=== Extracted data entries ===
· · · · · · ·
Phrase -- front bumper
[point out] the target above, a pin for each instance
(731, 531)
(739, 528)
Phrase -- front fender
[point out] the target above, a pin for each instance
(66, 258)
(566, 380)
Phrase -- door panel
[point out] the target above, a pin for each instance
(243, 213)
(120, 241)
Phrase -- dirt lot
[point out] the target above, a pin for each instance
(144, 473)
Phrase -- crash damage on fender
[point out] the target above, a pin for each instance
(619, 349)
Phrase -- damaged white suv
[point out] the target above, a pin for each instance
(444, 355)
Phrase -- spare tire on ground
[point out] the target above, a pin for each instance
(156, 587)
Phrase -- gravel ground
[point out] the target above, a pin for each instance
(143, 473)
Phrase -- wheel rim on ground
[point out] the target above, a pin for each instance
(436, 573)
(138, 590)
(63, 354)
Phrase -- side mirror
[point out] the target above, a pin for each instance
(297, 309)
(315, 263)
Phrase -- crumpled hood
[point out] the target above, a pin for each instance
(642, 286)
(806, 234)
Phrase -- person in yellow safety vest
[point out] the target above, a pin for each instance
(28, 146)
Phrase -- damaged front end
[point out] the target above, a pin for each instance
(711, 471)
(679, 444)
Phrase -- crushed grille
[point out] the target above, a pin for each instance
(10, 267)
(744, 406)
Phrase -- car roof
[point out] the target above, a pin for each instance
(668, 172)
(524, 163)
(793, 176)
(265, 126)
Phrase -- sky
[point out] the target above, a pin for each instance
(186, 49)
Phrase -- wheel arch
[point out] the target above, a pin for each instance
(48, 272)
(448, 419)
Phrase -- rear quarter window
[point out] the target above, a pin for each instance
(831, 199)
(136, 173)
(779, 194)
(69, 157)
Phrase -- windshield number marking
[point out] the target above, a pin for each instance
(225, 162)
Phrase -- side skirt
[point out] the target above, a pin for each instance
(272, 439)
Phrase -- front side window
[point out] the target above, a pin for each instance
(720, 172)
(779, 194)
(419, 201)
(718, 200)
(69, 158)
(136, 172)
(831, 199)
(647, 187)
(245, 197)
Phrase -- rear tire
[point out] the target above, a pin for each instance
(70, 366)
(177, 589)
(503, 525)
· · · · · · ·
=== What to produce ===
Each line above where the word "side" occurs should be returned in full.

=== Exercise solution ===
Phrase -- side mirror
Phrase -- side skirt
Phrase -- front side window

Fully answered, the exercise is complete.